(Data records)

....

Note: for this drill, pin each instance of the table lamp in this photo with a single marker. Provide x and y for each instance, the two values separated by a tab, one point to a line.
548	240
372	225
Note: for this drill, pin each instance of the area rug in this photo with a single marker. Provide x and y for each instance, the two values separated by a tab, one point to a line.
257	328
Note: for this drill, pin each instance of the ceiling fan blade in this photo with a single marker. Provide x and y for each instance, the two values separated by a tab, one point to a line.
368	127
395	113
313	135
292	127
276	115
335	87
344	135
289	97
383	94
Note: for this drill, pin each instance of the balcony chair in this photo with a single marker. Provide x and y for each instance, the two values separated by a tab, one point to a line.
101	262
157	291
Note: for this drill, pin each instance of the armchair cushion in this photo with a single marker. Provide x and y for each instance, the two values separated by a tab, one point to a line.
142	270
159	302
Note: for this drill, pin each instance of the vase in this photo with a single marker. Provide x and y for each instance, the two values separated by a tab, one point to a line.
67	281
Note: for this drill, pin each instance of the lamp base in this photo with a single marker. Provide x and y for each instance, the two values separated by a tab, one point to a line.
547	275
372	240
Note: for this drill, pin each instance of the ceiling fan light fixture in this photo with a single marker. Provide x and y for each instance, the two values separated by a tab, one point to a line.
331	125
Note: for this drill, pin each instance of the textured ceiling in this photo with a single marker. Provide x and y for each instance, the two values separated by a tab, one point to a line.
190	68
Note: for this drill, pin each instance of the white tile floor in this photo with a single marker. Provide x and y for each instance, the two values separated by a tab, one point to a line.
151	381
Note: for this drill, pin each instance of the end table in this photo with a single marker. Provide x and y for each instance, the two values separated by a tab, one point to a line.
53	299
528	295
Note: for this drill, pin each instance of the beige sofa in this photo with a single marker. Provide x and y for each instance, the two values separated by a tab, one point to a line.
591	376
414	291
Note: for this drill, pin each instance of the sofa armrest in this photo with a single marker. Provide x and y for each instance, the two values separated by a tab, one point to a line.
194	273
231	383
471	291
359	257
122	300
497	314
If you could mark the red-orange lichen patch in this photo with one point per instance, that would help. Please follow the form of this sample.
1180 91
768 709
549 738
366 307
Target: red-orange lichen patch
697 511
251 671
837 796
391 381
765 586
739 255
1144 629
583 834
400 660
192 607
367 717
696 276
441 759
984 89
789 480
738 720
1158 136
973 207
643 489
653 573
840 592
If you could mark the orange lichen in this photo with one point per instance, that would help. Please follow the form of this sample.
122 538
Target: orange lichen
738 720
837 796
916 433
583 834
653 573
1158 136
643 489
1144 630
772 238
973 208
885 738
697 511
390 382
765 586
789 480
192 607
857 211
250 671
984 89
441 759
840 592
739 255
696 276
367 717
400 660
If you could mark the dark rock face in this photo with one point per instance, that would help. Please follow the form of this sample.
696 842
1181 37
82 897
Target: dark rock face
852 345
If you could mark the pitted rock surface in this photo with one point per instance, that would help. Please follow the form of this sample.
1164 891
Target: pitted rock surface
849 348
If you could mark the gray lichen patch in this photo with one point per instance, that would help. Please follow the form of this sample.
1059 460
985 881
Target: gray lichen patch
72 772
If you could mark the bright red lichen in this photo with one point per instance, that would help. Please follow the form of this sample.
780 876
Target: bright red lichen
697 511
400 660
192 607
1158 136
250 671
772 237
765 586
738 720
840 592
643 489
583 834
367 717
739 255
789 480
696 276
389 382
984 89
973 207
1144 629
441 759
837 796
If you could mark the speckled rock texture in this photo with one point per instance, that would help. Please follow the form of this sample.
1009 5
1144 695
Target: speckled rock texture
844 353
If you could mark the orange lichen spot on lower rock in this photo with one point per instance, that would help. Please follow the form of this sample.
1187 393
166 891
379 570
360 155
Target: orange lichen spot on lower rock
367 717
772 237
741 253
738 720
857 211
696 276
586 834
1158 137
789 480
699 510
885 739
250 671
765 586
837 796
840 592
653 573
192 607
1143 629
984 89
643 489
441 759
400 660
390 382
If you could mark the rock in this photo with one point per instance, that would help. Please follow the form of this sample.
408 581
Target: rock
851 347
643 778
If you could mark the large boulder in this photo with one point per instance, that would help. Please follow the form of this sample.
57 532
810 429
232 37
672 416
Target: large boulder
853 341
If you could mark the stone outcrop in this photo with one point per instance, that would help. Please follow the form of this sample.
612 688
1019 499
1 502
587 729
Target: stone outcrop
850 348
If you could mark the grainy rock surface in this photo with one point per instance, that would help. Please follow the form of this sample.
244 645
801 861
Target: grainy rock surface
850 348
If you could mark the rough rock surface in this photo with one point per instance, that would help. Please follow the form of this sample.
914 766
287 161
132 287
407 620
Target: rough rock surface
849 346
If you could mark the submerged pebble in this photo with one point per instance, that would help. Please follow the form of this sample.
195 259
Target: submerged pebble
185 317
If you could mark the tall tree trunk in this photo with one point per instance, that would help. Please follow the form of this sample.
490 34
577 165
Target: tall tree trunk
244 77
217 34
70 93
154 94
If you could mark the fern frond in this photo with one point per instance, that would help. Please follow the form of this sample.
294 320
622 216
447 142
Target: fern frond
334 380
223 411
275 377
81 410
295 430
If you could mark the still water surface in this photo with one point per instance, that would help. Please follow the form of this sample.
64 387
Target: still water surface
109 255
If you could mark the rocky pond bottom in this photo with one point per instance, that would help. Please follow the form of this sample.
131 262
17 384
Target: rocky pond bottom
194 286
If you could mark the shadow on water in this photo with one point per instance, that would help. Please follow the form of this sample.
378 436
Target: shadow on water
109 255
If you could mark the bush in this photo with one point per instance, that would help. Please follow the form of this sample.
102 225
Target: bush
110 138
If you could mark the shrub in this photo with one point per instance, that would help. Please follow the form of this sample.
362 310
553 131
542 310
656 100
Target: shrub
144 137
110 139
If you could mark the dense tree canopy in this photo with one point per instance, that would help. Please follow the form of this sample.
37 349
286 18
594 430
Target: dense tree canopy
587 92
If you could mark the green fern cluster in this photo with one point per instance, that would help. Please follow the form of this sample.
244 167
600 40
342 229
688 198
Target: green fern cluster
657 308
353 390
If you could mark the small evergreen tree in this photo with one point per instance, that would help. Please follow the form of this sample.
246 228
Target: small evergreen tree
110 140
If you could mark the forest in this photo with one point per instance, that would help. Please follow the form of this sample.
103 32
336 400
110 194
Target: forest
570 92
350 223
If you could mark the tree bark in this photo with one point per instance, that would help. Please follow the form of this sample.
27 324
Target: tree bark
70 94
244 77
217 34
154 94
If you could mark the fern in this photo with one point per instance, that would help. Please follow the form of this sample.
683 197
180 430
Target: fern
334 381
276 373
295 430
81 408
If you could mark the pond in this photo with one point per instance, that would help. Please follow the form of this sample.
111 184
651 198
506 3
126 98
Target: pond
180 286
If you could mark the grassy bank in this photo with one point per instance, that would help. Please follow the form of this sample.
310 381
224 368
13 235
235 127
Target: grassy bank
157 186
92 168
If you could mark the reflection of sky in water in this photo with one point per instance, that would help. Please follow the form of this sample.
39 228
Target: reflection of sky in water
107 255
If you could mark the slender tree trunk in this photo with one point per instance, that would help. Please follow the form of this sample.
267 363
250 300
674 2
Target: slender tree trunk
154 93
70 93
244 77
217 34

....

Quote all of the entries exactly as they appear.

Note: for this drill, pin each instance of the table lamp in this photo with a single marker. Provide x and y for each instance, the two values separated by a tab, one point to a line.
548	240
372	225
Note: for this drill, pin each instance of the area rug in this photo with a single marker. Provide x and y for each instance, the two values separated by a tab, one point to a line.
257	328
Note: for this drill, pin each instance of the ceiling fan blade in this photo with a single marker. Provide x and y for each instance, the two values separated by a tab, one point to a line.
368	127
395	113
313	135
292	127
276	115
335	87
344	135
289	97
383	94
Note: for this drill, pin each instance of the balcony chair in this photo with a single marker. Provide x and y for each instance, the two values separated by a tab, one point to a line.
101	262
157	291
Note: for this drill, pin each instance of the armchair cushion in this photo with a single marker. Provide x and y for each instance, the two values separated by a tab, one point to a line.
142	270
159	302
Note: for this drill, pin each instance of the vase in this photo with a single marker. Provide x and y for each instance, the two values separated by a tab, one point to a line.
67	281
Note: for this drill, pin each instance of the lamp base in this photo with a single marker. Provide x and y for each instance, the two values separated by a tab, one point to a line.
547	275
372	240
Note: for this drill, pin each instance of the ceiling fan light fixture in this photo with a single marker. Provide x and y for each instance, the two values separated by a tab, one point to a line.
331	125
Note: for this drill, pin each instance of the textured ceiling in this photo with a single marker. Provide x and y for each instance, the two values separated by a tab, one point to a line.
190	68
Note: for this drill, pin each instance of the white tile floor in this photo with a single marker. Provide x and y for each instance, the two values separated by a tab, one point to a line.
151	381
Note: for this drill, pin each instance of the end table in this photo with a single marker. Provide x and y for each instance, the two values separated by a tab, one point to a line.
53	299
528	295
Note: for this drill, pin each instance of the beige sofa in this photo with a single marker. Provide x and y for each instance, the two values separated by a tab, one point to a line.
591	376
414	291
Note: for this drill, pin each instance of the sofa armrest in this photo with a single marker. Provide x and y for each instance, the two values separated by a tab, one point to a line.
194	273
231	383
471	291
359	257
122	300
497	314
If you could mark the red-orange lichen patch in this photo with one point per instance, that would help. Please follow the form of this sample.
1180 91
768 709
549 738
366 307
Target: red-orange lichen patch
697 511
251 671
837 796
391 381
765 586
739 255
1144 629
583 834
400 660
192 607
367 717
696 276
441 759
984 89
789 480
738 720
1158 136
973 207
643 489
653 573
840 592
If you could mark the orange lichen in this photo with one point per instance, that would help. Please follow the form of this sample.
122 538
Target: orange lichen
738 720
837 796
916 433
583 834
653 573
1158 136
643 489
1144 630
772 238
973 208
885 738
697 511
390 382
765 586
789 480
192 607
857 211
250 671
984 89
441 759
840 592
739 255
696 276
367 717
400 660
If you could mark the dark rock face in this photo with one point per instance, that would help. Please follow the form of this sample.
696 842
1181 37
82 897
Target: dark rock face
852 345
If you could mark the pitted rock surface in this photo with one point per instance, that would help. Please follow the form of this sample.
1164 891
Target: pitted rock surface
849 348
If you could mark the gray lichen patch in this photo with one point per instance, that would help. Please follow the form of this sample.
1059 460
985 881
Target: gray lichen patch
72 772
If you could mark the bright red lichen in this photo with one point per instance, that would help. Please follow the form of this sample.
780 876
Target: bright red lichen
697 511
400 660
192 607
1158 136
250 671
772 237
765 586
738 720
840 592
643 489
583 834
367 717
739 255
789 480
696 276
389 382
984 89
973 207
1144 629
441 759
837 796
If you could mark the speckled rock texture in this photo with one point per instance, that would help. Please follow the form of this sample.
1009 5
1144 695
Target: speckled rock texture
844 353
If you could mark the orange lichen spot on lower rock in this photo with one point per instance, that would help. Please follow the form of this sample.
1187 393
166 891
379 570
360 155
Target: orange lichen spot on lower rock
367 717
772 237
741 253
738 720
857 211
696 276
586 834
1158 137
789 480
699 510
885 739
250 671
765 586
837 796
840 592
653 573
192 607
1143 629
984 89
643 489
441 759
400 660
390 382
If you could mark the rock in this photo with one point per instance, that would help. Please follow the form of this sample.
408 581
Target: rock
851 347
643 778
If you could mark the large boulder in this photo with one point per instance, that would help. Please follow the form of this sample.
57 532
810 429
232 37
672 416
Target: large boulder
853 341
If you could mark the stone outcrop in this photo with one point per instance, that would help. Please follow the form of this sample.
612 688
1019 499
1 502
587 729
Target: stone outcrop
850 348
If you could mark the grainy rock surface in this photo with one point per instance, that would help. Please follow the form of this sample.
244 645
801 861
Target: grainy rock surface
850 348
If you could mark the rough rock surface in this photo with one point per instance, that would help. Please follow the form of this sample.
914 766
287 161
132 287
407 620
Target: rough rock surface
849 346
If you could mark the submerged pebble in this photo with one point per instance, that would help. Please follow the form of this sample.
195 259
Target: submerged pebble
185 317
If you could mark the tall tree trunk in this photo with one point per instance, that would help. Please follow the form of this sample.
490 34
577 165
Target: tall tree trunk
244 77
217 34
70 93
154 94
If you could mark the fern frond in this photo with one point per instance, that would help. Please follow the form of this sample.
294 320
622 216
447 142
Target: fern frond
334 380
223 411
275 377
81 410
295 430
If you could mark the still water surface in this photo with one point per instance, that would help. Please follow the form of this sample.
64 387
Target: still water surface
109 255
If you could mark the rocky pond bottom in this photo with one point per instance, that would help. Please follow the form of this sample.
131 262
17 384
Target: rocky pond bottom
194 286
If you could mark the shadow on water in this photo with one point per instance, that would help. Please follow the form of this sample.
378 436
Target: shadow on water
109 255
If you could mark the bush in this photo with one point per instance, that would help. Please follow the form of this sample.
102 225
Target: bush
110 138
If you could mark the shrub in this photo with one point per instance, that would help. Please follow the form of this sample.
362 310
553 131
542 310
656 100
Target: shrub
144 137
110 139
If you could mark the dense tree canopy in this photo with one point per instance, that would help. Please follow the form of this sample.
37 349
286 18
594 430
Target: dense tree canopy
587 92
If you could mark the green fern cluster in this photo with one point per instance, that would help. Please follow the form of this sample.
244 167
600 40
342 229
688 198
Target: green fern cluster
657 308
353 390
If you could mark the small evergreen tree in this photo with one point per instance, that would help. Please follow the form of this sample.
246 228
Target: small evergreen tree
110 140
If you could mark the forest in this photo with one point per instance, that would help. Please follow the form of this sample.
103 32
336 400
110 194
Target: forest
570 92
350 223
If you could mark the tree bark in this photo with one point per instance, that would help. Please follow the form of this sample.
27 324
Target: tree bark
70 94
244 77
217 34
154 94
If you could mark the fern in this photo with one point per instance, that would help. Please follow the form of this sample.
683 197
180 430
Target: fern
334 381
276 373
295 430
81 408
If you could mark the pond in this photo with one point per instance, that would help. Please follow the form of this sample.
111 184
651 198
506 3
126 98
Target: pond
180 286
If you could mark the grassy bank in this photo with one point per instance, that would help. Please follow the form of this sample.
310 381
224 368
13 235
235 127
Target: grassy bank
157 186
92 168
If you could mark the reflection of sky in water in this photo with one point per instance, that would help. Please follow the form of this sample.
39 228
Target: reflection of sky in water
107 255
If you could mark the slender tree trunk in this photo with one point per instance, that would help. Please follow the form of this sample.
267 363
250 300
674 2
Target: slender tree trunk
154 93
70 93
244 77
217 34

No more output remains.